> [WHAT YOU HAVE TO DO] Arrange every line of the data below as a numbered list, omitting any blank lines.

> [EXERCISE DATA]
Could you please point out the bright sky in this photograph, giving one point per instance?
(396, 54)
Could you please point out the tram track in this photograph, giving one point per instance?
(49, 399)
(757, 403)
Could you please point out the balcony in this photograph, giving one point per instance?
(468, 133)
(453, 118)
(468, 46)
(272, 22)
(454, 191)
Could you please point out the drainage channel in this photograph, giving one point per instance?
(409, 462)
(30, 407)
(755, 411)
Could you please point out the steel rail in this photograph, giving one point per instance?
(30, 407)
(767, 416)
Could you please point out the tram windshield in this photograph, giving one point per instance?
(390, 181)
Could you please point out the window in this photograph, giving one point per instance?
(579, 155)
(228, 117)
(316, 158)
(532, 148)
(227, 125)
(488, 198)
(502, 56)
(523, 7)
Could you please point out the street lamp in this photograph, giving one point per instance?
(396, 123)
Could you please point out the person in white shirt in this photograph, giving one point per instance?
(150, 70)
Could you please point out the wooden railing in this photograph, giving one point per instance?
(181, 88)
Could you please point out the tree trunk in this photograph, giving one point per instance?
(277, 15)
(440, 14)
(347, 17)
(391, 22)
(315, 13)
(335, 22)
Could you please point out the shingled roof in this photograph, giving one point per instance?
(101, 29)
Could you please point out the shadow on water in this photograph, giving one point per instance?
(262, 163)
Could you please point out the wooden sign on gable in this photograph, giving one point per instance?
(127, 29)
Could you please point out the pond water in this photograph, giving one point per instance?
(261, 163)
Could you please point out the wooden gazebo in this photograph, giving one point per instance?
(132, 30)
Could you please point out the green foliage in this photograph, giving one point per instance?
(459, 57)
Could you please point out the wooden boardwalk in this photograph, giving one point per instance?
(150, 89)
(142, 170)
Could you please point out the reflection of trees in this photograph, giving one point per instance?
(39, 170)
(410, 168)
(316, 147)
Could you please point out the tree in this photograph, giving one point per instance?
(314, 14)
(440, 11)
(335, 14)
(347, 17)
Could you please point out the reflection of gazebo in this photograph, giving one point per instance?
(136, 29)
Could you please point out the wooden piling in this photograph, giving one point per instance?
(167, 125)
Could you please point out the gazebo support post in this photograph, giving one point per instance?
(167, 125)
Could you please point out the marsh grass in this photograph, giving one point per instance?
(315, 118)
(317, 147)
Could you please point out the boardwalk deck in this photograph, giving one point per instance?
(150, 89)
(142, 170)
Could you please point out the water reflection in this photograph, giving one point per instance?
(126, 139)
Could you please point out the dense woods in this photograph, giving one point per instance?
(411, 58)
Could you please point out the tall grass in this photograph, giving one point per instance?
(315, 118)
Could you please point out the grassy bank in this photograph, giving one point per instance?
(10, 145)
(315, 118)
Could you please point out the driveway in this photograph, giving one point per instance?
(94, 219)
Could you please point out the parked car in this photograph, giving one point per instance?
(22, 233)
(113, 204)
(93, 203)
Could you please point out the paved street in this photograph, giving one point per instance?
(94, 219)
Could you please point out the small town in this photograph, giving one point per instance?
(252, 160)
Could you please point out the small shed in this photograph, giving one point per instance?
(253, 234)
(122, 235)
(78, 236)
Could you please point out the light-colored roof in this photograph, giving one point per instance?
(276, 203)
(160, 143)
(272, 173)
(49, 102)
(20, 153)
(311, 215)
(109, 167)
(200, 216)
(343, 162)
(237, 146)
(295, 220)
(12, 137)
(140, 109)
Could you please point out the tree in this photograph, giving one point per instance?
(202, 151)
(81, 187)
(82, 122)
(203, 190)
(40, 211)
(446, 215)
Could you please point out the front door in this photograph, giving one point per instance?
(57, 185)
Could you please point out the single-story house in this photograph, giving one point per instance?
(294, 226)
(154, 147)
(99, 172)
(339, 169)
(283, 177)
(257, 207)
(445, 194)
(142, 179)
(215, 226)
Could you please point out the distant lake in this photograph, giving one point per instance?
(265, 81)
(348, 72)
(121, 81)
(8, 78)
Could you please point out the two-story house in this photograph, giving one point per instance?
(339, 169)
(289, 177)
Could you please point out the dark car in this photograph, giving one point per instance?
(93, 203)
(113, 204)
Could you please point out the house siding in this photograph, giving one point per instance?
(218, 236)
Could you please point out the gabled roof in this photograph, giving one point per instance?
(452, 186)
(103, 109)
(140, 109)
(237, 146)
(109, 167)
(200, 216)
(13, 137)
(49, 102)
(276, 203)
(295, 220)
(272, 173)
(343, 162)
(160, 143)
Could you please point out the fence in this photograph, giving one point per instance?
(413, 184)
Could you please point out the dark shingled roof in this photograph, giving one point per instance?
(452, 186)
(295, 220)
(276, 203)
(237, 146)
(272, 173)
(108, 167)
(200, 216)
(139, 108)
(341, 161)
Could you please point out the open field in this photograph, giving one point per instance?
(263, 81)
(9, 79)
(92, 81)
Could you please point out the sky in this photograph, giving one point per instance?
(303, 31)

> [THE RESULT]
1. Could you please point out the bright sky in this photograph, giving one point per instance?
2. (396, 54)
3. Could you please point out the tram track in this photograph, giving one point per instance?
4. (49, 399)
5. (757, 403)
6. Could you please point out the balcony in this photograph, giving one point per instance?
7. (468, 133)
8. (453, 118)
9. (468, 46)
10. (272, 22)
11. (454, 191)
12. Could you please point out the drainage channel in this photograph, giving one point per instance?
13. (409, 462)
14. (30, 407)
15. (755, 411)
16. Could you please point out the steel rail in this photograph, giving one point per instance?
17. (30, 407)
18. (767, 416)
19. Could you please point out the tram windshield in this photograph, giving one point per instance?
20. (390, 181)
21. Could you please point out the window in this photograph, giving one point per instance?
22. (579, 155)
23. (228, 117)
24. (316, 158)
25. (532, 148)
26. (227, 125)
27. (488, 198)
28. (502, 56)
29. (523, 7)
30. Could you please point out the street lamp in this photograph, giving one point per instance?
31. (396, 123)
32. Could you please point out the person in white shirt in this photograph, giving one point per instance?
33. (150, 70)
34. Could you please point out the wooden railing in this photograph, giving one point per instance?
35. (181, 88)
36. Could you please point out the tree trunk in this photograph, giving one point per instance?
37. (277, 15)
38. (440, 14)
39. (347, 17)
40. (391, 22)
41. (315, 13)
42. (335, 22)
43. Could you please point out the shingled roof in this photograph, giving one point per instance?
44. (101, 29)
45. Could you please point out the shadow on water in this photograph, giving one point per instance?
46. (262, 163)
47. Could you please point out the wooden sign on gable in this photograph, giving one point per instance?
48. (127, 29)
49. Could you please point out the pond water in this photograph, giving one point per instance?
50. (261, 163)
51. Could you please point out the wooden gazebo in this photograph, giving one point per instance?
52. (132, 30)
53. Could you please point out the green foliage in this photograph, giving one point per instance?
54. (459, 57)
55. Could you please point out the wooden boardwalk in this photograph, giving one point per instance?
56. (150, 89)
57. (142, 170)
58. Could you please point out the reflection of trees in this photograph, giving one point per instance?
59. (39, 170)
60. (410, 168)
61. (316, 147)
62. Could you please point out the tree in this photograph, giving one point per instance?
63. (314, 14)
64. (440, 11)
65. (335, 14)
66. (347, 17)
67. Could you please point out the reflection of gazebo in this photograph, giving one point per instance?
68. (136, 29)
69. Could you please point out the wooden piling in this photograph, giving one point per instance?
70. (167, 125)
71. Could you please point out the gazebo support post in this photograph, giving one point per instance?
72. (167, 125)
73. Could you please point out the marsh grass in this photograph, giving one point per instance?
74. (315, 118)
75. (317, 147)
76. Could you please point out the boardwalk deck in this photograph, giving one point per instance?
77. (150, 89)
78. (142, 170)
79. Could you please point out the water reflection in this photograph, giving one point per instance?
80. (126, 139)
81. Could you please point out the dense woods in this photograph, giving one point per instance?
82. (411, 58)
83. Could you please point out the tall grass in this photograph, giving one point per instance?
84. (315, 118)
85. Could you please point out the grassy bank in this photograph, giving one point per instance?
86. (10, 145)
87. (315, 118)
88. Could you please point out the driveway in this photograph, giving one point per instance?
89. (94, 219)
90. Could you please point out the parked car in this photograph, giving one point per instance?
91. (22, 233)
92. (113, 204)
93. (93, 203)
94. Could you please point out the paved street in this photograph, giving one point per instance?
95. (94, 219)
96. Could you please point out the small town in this photograph, giving one point per instance?
97. (252, 160)
98. Could you please point out the small shed in this photograph, giving one point per instance?
99. (253, 234)
100. (122, 235)
101. (78, 236)
102. Could you please point out the light-colored roof in this photograph, giving one point per instance?
103. (276, 203)
104. (160, 143)
105. (272, 173)
106. (49, 102)
107. (20, 153)
108. (311, 215)
109. (109, 167)
110. (200, 216)
111. (343, 162)
112. (237, 146)
113. (295, 220)
114. (12, 137)
115. (140, 109)
116. Could you please point out the tree in this photograph, giving one point per instance?
117. (202, 151)
118. (81, 187)
119. (82, 122)
120. (203, 190)
121. (40, 211)
122. (446, 215)
123. Could you please point out the front door in this photograph, giving one point per instance?
124. (57, 185)
125. Could you please point out the single-story house in this photograph, giving one point per instance?
126. (294, 226)
127. (154, 147)
128. (99, 172)
129. (339, 169)
130. (283, 177)
131. (257, 207)
132. (445, 194)
133. (142, 179)
134. (215, 226)
135. Could you please point out the distant lake in this photograph, giving one point per instance?
136. (265, 81)
137. (348, 72)
138. (121, 81)
139. (8, 78)
140. Could you please point out the two-story house in this photograph, giving one point per instance?
141. (339, 169)
142. (289, 177)
143. Could you please point out the dark car in this photograph, giving one point per instance?
144. (93, 203)
145. (113, 204)
146. Could you please point out the house siding in this photograph, giving one point per instance?
147. (218, 236)
148. Could you please point out the gabled roof in this photograph, giving one point per instance?
149. (452, 186)
150. (103, 109)
151. (140, 109)
152. (237, 146)
153. (109, 167)
154. (200, 216)
155. (13, 137)
156. (49, 102)
157. (276, 203)
158. (295, 220)
159. (272, 173)
160. (343, 162)
161. (160, 143)
162. Could you please point out the fence in this photograph, giving one point per instance?
163. (413, 184)
164. Could you please point out the dark shingled roof in this photograph, giving one point per instance?
165. (452, 186)
166. (295, 220)
167. (276, 203)
168. (237, 146)
169. (272, 173)
170. (108, 167)
171. (200, 216)
172. (139, 108)
173. (341, 161)
174. Could you please point out the open field in this photograph, giving one point per instance?
175. (263, 81)
176. (9, 79)
177. (92, 81)
178. Could you please point out the sky in this photograph, giving one point per instance?
179. (303, 31)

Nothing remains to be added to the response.